EXERCISE REQUIREMENTS: If a line of the material holds the string "below", please copy it.

STORED DATA:

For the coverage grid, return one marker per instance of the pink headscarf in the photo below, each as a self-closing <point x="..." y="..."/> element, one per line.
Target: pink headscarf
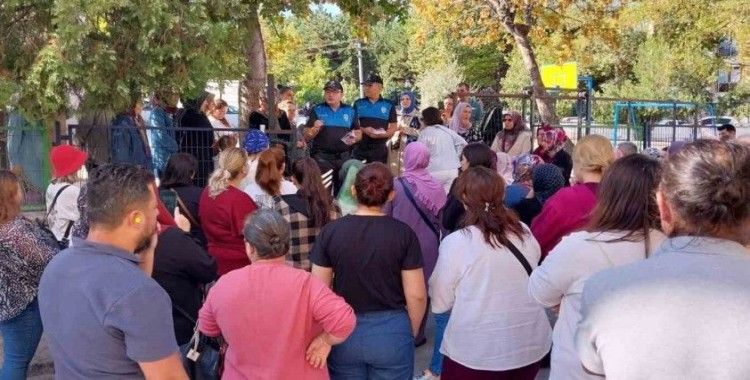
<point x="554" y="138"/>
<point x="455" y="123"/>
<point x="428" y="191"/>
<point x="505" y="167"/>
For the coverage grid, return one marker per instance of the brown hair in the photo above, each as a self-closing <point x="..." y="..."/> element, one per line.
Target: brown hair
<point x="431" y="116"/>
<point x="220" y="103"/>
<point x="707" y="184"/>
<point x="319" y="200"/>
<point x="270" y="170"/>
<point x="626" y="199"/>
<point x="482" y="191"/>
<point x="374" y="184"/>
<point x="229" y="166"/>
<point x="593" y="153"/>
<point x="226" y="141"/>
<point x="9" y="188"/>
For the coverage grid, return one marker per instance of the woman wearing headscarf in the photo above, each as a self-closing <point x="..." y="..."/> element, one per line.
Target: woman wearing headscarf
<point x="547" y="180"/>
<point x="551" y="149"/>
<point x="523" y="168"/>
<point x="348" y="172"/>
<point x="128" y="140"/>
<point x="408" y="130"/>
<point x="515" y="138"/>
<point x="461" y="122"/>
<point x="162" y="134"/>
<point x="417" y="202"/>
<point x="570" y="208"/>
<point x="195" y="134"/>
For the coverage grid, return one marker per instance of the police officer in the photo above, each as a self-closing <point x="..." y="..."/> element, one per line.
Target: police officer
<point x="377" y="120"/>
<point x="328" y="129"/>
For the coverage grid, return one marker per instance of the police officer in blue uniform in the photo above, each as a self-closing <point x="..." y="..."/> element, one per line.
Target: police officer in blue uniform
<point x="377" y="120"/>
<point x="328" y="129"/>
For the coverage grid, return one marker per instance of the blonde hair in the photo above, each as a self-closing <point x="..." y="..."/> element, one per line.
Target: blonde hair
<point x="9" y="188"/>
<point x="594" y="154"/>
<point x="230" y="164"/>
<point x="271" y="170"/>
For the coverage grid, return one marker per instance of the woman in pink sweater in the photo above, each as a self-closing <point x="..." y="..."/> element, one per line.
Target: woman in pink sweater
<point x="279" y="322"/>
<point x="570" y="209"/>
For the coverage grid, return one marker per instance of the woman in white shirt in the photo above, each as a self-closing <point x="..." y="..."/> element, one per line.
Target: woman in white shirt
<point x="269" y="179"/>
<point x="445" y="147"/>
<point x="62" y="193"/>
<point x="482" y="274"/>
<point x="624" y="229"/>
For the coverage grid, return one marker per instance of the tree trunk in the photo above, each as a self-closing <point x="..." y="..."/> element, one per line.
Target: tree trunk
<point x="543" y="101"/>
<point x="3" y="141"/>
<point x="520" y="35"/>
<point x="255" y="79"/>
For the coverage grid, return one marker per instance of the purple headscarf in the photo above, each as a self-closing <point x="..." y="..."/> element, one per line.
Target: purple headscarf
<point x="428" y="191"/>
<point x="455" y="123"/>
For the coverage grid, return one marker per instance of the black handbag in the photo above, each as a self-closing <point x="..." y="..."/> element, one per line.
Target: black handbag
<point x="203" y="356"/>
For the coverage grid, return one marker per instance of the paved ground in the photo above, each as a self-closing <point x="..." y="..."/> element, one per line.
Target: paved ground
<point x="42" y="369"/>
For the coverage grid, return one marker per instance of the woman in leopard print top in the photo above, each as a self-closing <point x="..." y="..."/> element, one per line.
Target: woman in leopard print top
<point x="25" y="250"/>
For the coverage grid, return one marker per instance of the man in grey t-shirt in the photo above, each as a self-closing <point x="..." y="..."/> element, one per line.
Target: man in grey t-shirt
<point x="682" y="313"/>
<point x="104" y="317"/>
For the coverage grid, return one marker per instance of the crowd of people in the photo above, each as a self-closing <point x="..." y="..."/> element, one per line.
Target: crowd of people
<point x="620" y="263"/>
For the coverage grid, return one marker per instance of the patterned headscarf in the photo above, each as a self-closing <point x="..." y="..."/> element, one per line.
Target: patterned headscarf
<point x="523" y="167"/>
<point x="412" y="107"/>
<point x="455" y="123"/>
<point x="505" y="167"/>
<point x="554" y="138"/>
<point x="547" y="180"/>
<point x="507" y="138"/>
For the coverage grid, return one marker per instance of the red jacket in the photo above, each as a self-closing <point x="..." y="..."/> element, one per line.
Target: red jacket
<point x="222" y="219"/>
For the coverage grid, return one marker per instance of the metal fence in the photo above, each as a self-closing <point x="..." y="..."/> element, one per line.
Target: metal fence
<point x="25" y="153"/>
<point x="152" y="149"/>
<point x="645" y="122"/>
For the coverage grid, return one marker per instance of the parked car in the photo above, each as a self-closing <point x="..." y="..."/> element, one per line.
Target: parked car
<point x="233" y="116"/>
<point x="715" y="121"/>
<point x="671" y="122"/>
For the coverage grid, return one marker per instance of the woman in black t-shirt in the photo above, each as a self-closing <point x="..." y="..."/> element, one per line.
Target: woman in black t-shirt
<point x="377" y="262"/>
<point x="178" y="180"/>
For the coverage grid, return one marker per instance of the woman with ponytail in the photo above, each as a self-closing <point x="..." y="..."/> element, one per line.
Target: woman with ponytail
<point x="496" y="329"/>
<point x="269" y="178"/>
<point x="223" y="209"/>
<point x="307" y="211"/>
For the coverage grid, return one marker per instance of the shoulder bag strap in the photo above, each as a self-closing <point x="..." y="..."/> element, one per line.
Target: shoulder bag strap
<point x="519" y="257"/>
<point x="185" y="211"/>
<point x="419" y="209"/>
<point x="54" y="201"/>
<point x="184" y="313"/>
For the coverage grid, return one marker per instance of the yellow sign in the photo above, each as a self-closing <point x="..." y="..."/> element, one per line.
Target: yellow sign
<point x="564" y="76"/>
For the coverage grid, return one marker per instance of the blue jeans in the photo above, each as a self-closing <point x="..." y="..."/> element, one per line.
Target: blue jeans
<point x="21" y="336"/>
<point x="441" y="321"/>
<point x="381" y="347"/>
---
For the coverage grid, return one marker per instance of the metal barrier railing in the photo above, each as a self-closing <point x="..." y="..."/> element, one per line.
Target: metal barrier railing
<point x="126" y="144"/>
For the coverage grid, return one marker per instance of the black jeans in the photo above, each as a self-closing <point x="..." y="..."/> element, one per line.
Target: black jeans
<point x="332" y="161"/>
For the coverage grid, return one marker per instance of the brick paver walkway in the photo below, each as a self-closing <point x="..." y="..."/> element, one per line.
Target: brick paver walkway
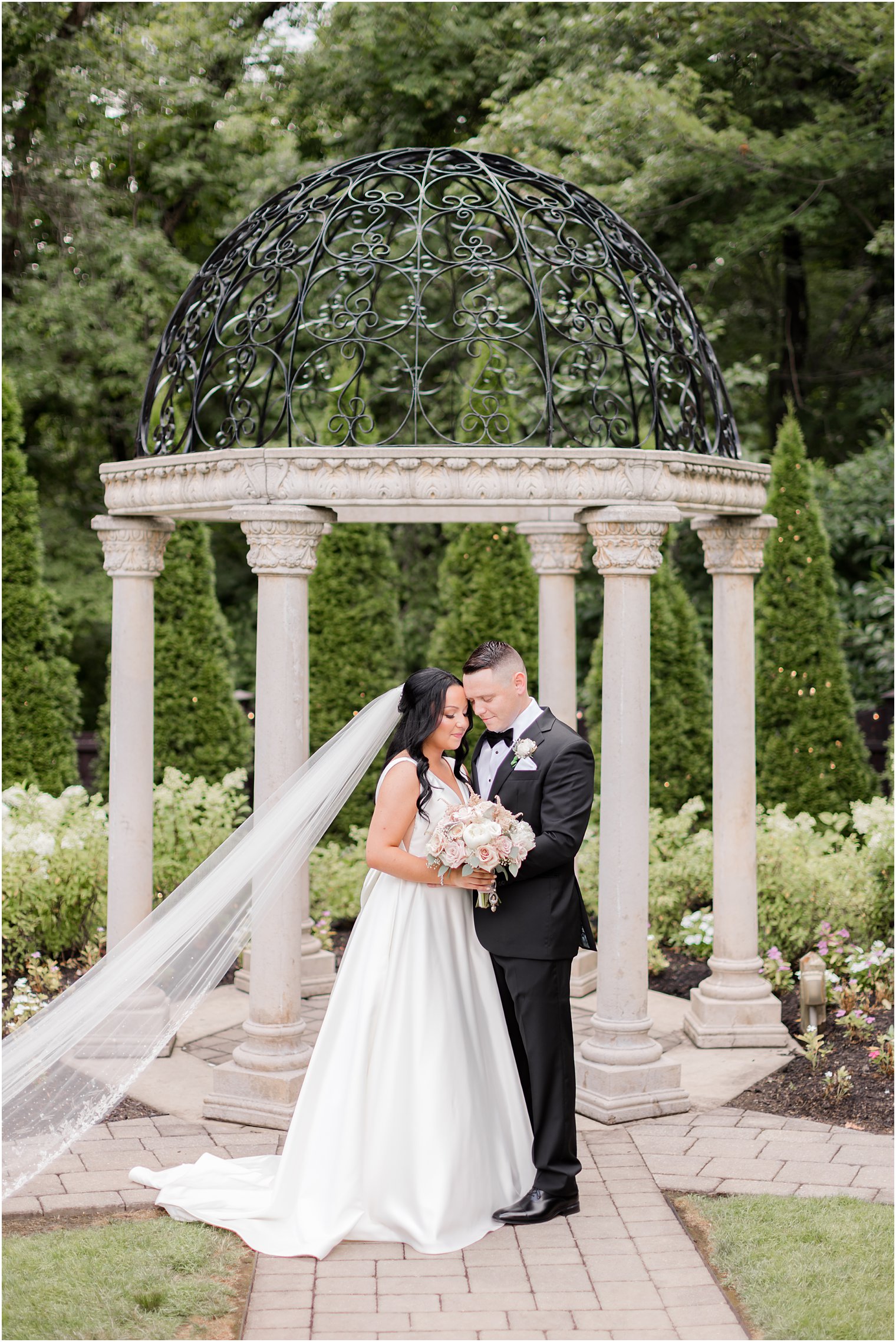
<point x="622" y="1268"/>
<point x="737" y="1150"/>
--
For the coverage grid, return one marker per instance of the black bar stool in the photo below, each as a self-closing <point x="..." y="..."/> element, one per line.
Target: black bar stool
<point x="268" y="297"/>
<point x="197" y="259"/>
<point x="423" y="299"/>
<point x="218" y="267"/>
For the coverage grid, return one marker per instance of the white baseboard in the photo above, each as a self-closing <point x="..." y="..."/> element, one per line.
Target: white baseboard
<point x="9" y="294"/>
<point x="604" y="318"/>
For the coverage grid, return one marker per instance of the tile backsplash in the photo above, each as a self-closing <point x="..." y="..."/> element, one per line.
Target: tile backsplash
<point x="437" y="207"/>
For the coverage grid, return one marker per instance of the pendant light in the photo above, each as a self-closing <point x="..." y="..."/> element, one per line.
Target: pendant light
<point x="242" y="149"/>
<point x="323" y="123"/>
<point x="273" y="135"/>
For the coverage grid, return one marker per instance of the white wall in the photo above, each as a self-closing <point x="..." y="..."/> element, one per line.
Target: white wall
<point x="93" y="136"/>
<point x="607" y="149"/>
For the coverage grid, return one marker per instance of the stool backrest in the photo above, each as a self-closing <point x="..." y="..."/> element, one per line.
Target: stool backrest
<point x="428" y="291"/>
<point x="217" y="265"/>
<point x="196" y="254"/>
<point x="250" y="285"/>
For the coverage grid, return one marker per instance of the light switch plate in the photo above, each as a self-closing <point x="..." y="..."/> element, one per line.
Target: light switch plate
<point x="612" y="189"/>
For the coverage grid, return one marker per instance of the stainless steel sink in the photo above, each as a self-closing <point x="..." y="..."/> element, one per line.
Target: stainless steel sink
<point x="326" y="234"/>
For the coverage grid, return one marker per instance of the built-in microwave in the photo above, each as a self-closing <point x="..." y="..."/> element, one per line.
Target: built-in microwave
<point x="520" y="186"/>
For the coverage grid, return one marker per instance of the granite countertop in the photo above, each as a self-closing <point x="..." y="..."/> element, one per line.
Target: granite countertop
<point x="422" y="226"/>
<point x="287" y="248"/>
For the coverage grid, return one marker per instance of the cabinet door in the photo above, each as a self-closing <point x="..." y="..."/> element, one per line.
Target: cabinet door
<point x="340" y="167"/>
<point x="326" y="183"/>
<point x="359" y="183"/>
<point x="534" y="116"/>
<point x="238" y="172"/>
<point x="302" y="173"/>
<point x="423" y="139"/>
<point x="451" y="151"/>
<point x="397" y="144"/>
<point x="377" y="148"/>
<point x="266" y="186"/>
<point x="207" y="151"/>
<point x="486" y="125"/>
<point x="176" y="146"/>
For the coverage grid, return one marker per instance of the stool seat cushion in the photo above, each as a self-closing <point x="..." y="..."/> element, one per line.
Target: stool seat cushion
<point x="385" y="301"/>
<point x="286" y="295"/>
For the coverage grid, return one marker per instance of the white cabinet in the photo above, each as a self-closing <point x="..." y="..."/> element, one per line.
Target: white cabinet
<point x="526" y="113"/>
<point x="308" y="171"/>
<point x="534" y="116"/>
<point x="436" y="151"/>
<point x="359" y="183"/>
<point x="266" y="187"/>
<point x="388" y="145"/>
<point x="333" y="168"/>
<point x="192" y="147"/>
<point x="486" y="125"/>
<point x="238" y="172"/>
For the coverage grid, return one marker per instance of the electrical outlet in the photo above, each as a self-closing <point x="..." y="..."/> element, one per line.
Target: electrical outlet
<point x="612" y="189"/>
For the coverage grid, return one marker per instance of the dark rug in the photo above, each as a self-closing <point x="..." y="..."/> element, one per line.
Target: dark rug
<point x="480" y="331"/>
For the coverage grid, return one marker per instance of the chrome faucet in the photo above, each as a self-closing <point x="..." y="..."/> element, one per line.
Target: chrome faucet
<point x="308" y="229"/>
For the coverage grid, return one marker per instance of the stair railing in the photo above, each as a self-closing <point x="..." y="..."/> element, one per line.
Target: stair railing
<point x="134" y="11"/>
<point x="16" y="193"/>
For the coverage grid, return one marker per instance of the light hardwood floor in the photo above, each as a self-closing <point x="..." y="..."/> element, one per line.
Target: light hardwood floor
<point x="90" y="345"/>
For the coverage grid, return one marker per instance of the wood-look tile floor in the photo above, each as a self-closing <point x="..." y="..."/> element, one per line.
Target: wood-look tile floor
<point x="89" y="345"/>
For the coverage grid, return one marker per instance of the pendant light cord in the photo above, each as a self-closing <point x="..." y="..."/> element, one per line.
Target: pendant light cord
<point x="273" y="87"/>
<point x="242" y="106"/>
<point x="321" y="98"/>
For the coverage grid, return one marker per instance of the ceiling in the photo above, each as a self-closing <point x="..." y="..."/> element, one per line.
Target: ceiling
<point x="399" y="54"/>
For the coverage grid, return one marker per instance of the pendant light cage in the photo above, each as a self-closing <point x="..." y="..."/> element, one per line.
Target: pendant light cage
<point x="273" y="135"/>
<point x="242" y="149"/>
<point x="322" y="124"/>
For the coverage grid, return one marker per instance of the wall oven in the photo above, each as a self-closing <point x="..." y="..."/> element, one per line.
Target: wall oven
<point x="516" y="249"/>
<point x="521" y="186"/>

ANSWER SPACE:
For the coverage grid, return one marker per instance of the pink headscarf in the photo below, each as a self-closing <point x="..." y="..."/> element, one per line.
For the coverage grid, return one marker per instance of the brick paver walkway in the photo below, each as a self-closing <point x="..." y="..."/> element, one per line.
For the coverage grid, return one marker per instance of the black bar stool in the photo below, each as a self-closing <point x="..." y="..."/> element, one per line.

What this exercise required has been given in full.